> Passage shown
.....
The Auctions at Monterey

Dave Kinney
auctions in monterey


1959 AC Ace Bristol
SN BEX1090. Dark blue with black top over black leather. 128-hp, 1971-cc in-line six; four-speed manual with overdrive. 3328 miles since late-2000s restoration. Racing-style seatbelts. Period wood-rimmed steering wheel. An excellent presentation throughout. Nearly flawless paint and chrome; the interior follows suit. It looks as good as or better than the day it left the factory.

Does this body shape look familiar? AC Cars was a specialist English builder with a long history when a Texas chicken farmer named Carroll Shelby decided to stick a large American V-8 under the hood of an Ace. Thus was born the Cobra. Only about 465 Ace Bristols were built, and even though an in-line six might seem like a pokey choice, these cars are delightful to drive.

The Bristol engine is actually derived from a prewar BMW design. You can thank war reparations for that. The exterior design of the Bristol was penned with the earlier Ferrari 166MM Barchetta in mind. Although this particular car has a replacement engine from sometime early in its life, it still is an extremely collectible and usable car for events and shows. As the value of Shelby Cobras increases, so does the value of AC Aces. Pricey but not overpriced.The $286,000 paid here would have bought you a 289 Cobra less than a decade ago.

1954 Chevrolet Corvette
Engine # 0792086F54YG. Polo white with black top over red vinyl. 150-hp, 235-cubic-inch in-line six; automatic. Good paint over what is best described as decent panel fit (they were never perfect when new). Most brightwork is good but scratched. Pitted and rusted grille. Clean interior has its ups and downs -- the gauge faces are good but the lenses need attention.

There are very few differences between the '53 Corvette -- its first model year -- and the '54. The '53 brings a big premium; this was an excellent buy. These are primitive sports cars that still provide plenty of open-air fun.

1957 Rolls-Royce Silver Cloud I sedan
SN LSED351. Cream and light olive over beige leather. 155-hp (est.), 4887-cc in-line six; automatic. 19,102 miles. Older paint has plenty of chips and cracks along with a few bubbles. It will need a strip and a repaint. Interior looks much better, with good leather and woodwork. Not a lot of money for what appears to be a car that can be brought back to life. But who knows what evil lurks underneath the paintwork? If there's rust or corrosion, the buyer should expect to spend somewhere around what he paid for the car in recommissioning costs.

1965 Ferrari 275GTS
SN 07799. Yellow with black top over black leather. 260-hp, 3286-cc V-12; five-speed manual. 90,659 kilometers. Very nice repaint in fly yellow, but it's a color change from new. Chrome and trim are all very good. Very light wear on the seats. Excellent carpets, dash, and gauges. Tidy and professionally detailed under the hood. Overall, a cosmetically top-notch 275GTS.
.....
> Raw data
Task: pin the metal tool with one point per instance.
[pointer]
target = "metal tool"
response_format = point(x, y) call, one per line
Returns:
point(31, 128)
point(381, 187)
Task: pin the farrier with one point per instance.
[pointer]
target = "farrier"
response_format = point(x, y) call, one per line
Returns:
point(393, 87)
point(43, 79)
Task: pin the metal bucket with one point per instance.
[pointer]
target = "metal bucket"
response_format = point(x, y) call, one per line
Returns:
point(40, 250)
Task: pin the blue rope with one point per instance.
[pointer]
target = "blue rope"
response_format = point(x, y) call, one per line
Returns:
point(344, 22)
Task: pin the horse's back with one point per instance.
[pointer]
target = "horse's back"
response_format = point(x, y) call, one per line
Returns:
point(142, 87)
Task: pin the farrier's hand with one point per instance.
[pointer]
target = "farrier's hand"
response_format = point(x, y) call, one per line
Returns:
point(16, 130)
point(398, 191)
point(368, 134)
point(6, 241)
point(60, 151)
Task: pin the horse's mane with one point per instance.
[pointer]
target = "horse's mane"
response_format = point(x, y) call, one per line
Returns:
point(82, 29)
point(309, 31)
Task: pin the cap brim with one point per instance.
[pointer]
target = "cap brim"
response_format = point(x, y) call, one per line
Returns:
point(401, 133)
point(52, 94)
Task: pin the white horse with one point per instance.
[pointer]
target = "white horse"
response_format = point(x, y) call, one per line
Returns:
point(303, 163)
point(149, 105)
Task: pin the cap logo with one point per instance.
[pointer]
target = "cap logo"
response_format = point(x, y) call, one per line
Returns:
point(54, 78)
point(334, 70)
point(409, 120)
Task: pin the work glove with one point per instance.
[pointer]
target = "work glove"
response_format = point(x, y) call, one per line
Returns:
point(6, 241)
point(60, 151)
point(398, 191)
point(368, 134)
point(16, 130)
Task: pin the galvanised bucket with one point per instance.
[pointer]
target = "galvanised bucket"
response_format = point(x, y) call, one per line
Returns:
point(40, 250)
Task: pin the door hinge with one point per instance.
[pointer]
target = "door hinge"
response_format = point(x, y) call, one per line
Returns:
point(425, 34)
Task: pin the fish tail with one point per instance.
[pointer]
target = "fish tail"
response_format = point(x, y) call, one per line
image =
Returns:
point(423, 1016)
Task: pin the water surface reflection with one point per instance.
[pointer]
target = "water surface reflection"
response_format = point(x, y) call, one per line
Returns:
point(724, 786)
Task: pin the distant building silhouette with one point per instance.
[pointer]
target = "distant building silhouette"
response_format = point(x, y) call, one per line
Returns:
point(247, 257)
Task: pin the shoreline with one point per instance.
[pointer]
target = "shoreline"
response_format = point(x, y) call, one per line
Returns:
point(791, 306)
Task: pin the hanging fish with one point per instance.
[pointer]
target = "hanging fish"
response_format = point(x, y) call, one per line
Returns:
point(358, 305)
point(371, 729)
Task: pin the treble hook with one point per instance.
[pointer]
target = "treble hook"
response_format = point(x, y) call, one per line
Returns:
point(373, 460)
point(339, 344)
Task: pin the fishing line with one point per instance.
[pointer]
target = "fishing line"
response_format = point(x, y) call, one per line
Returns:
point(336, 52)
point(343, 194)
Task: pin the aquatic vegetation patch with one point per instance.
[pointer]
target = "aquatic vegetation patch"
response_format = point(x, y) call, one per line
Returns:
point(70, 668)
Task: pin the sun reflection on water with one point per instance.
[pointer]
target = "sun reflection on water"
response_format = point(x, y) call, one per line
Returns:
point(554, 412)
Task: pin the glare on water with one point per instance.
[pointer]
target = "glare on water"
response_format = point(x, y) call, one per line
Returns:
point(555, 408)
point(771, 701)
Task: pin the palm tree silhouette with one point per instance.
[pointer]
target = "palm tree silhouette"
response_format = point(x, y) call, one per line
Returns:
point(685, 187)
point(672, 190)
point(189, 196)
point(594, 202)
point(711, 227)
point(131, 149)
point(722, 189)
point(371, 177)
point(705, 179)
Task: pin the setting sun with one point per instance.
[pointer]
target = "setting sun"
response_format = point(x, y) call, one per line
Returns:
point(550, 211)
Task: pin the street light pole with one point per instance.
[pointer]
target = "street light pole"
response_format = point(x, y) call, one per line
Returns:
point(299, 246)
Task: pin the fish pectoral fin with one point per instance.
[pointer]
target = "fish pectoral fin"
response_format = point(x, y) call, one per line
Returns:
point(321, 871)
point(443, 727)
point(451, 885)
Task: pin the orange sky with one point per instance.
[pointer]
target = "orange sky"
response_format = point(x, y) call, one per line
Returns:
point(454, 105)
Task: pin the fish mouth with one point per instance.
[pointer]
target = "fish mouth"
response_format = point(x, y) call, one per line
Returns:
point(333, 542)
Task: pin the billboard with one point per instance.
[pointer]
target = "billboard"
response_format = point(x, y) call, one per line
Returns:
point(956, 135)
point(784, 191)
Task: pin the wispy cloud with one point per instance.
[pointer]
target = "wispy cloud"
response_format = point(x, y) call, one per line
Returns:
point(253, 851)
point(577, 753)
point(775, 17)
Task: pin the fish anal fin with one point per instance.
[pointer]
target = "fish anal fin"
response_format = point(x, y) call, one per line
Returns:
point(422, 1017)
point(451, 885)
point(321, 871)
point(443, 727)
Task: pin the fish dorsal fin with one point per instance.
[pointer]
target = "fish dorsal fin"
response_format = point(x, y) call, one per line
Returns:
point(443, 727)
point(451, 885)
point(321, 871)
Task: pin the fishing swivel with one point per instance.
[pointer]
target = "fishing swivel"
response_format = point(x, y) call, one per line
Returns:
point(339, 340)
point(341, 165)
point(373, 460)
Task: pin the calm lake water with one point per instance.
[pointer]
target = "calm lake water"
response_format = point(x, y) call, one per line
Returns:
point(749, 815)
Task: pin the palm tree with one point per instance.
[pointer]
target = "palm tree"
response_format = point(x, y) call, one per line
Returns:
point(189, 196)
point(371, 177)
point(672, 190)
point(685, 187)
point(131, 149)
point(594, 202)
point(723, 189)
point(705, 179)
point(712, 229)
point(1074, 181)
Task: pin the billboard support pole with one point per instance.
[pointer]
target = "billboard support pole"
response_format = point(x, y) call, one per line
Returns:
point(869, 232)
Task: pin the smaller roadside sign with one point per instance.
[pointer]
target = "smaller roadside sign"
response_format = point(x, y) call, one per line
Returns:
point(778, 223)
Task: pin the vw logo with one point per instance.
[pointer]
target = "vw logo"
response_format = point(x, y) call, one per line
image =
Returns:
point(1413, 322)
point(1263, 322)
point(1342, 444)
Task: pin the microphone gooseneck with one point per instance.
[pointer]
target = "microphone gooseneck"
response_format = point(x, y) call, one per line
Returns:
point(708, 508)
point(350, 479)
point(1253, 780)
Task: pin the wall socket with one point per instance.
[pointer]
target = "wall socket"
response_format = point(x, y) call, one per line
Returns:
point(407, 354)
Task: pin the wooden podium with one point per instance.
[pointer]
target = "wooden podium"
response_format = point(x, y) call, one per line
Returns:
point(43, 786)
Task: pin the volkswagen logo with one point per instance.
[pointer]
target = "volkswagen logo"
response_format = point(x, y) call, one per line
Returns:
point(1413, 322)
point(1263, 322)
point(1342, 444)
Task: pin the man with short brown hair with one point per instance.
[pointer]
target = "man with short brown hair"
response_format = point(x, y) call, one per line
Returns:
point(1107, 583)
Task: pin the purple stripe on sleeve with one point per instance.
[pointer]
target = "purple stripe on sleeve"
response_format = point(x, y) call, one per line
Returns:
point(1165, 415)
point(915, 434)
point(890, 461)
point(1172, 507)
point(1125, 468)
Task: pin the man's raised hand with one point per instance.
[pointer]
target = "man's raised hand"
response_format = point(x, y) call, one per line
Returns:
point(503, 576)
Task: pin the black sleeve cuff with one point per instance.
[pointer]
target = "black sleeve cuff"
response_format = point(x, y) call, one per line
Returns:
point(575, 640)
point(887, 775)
.....
> Job A
List every car described in the Monterey auction report, giving each with its model year as the report does.
> Job B
Carry the Monterey auction report forward from its final sentence.

> Final answer A
1959 AC Ace Bristol
1954 Chevrolet Corvette
1957 Rolls-Royce Silver Cloud I sedan
1965 Ferrari 275GTS

> Final answer B
To some, the 275GTS and its later sister cars, the 330GTS and the very rare 365GTS, are the pinnacle of open-air Ferrari motoring from the '60s. The knock against the 275 in particular is that it shares a similar look to the Fiat 124 Spider. You can buy a Fiat Spider for quite a bit less than the taxes you'd have to pay to register this car, but any comparison between the two cars is absurdly unfair. In today's market, this is an appropriate price.

1975 Lamborghini Countach LP400
SN 1120126. Rosso Lamborghini (orange red) over black leather. 375-hp, 3929-cc V-12; five-speed manual. 53,286 kilometers. Excellent fit and finish. Great paint. Clean under the hood. Great interior.

The first of the Lamborghini Countachs had a unique feature: a central "periscope" that was part of the roof structure and provided a tiny bit of extra visibility to the rear via the usual rearview mirror. The Countach went through major design changes in its lifetime, but many prefer the original's uncluttered look, which endured until 1978. This example easily exceeded its $750,000 high estimate.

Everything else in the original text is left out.